PASSAGE TO READ.
ADR-0008 — `BatchCopyPaste`: GPU-resident kernel and `torch.compile` cleanliness


Number	0008
Title	GPU-resident batched copy-paste kernel; deletion of the CPU path; compile-clean gate
Status	Accepted
Author	@NoeFontana
Created	2026-04-23
Updated	2026-04-26
Tag	`ADR-0008`
Relates-to	ADR-0002 Part (iv); ADR-0003; ADR-0004; ADR-0005; ADR-0006; ADR-0007
Amends	ADR-0002 Part (iv) → Part (v) (GPU throughput lane)

Context

ADR-0002 Part (i) locks the CPU baseline at 141.2 ms median per CopyPasteCollator.__call__ (batch=8, 512², k ∼ U{1..5}, IQR/median ≈ 30%) on ubuntu-latest. Phase 1's exit criterion is a ≥2× throughput improvement, and Part (iv) explicitly defers the GPU/CUDA lane to this workstream.

The four CPU wrappers that grew out of W1–W4 — InstancePaste (ADR-0005), PanopticPaste (ADR-0006), DepthAwarePaste (ADR-0007), and ClassMix — all share the same item-dependent control-flow shape:

random.randint / random.sample per image for source count and source selection (e.g. instance_paste.py:69-77, classmix.py:64-108);
.item() calls to extract placement scalars (placement.py:129, 134, 151-154, 184; composite.py:171);
for i in range(int(src_masks.shape[0])) loops in the stamp step (instance_paste.py:101-144, panoptic_paste.py:121-142).

None of this can trace through torch.compile(fullgraph=True) — every .item() forces a graph break, and the Python-level RNG is non-dynamic. CopyPasteCollator is a CPU-only entry point: it consumes list[DenseSample] and produces BatchedDenseSample with intra-batch source sampling, and cannot run on GPU-resident tensors at all.

W5 (workstream M4 in the roadmap) closes that gap. The goal is a single nn.Module entry point that:

Subsumes the four wrappers into one graph-compilable forward, exposing the same per-modality semantics pinned in ADRs 0005–0007.

GIVEN DATA.
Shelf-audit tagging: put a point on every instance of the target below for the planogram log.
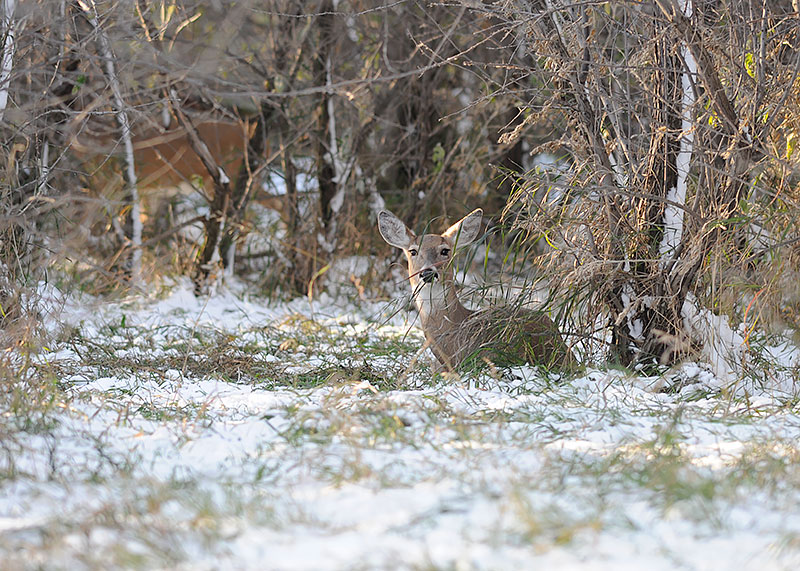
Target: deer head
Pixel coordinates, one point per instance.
(429, 256)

DIRECTIONS.
**a.** In the decision record on the GPU-resident copy-paste kernel, name every CPU wrapper that it says grew out of W1–W4.
**b.** Carry on the decision record on the GPU-resident copy-paste kernel from its final sentence.
The lines play no part here.

OUTPUTS IN ORDER.
**a.** InstancePaste, PanopticPaste, DepthAwarePaste, ClassMix

**b.**
Exposes its forward to Lightning's on_after_batch_transfer hook or as the first op of a nn.Sequential compile unit.
Consumes a fully-padded batched container so the compiled region carries no Python lists.

The pre-deletion CPU path is retained as the reference for a statistical-equivalence gate (§6 below); after the soft-report window closes, the gate hardens and the CPU path's parity fixtures are no longer a regression net.

Decision

Land BatchCopyPaste(nn.Module) under src/segpaste/augmentation/batch_copy_paste.py, a PaddedBatchedDenseSample sibling container under src/segpaste/types/, and supporting GPU-resident primitives under src/segpaste/_internal/gpu/. In the same commit, hard-delete CopyPasteCollator, the four CPU wrappers (InstancePaste, PanopticPaste, DepthAwarePaste, ClassMix), CopyPasteAugmentation, both placement.py modules, the four *_baseline.pt parity fixtures, the four parity tests, and the four per-wrapper CPU benchmarks. No soft-deprecation shims; the pre-1.0 free-break window (ADR-0003) closes by using it.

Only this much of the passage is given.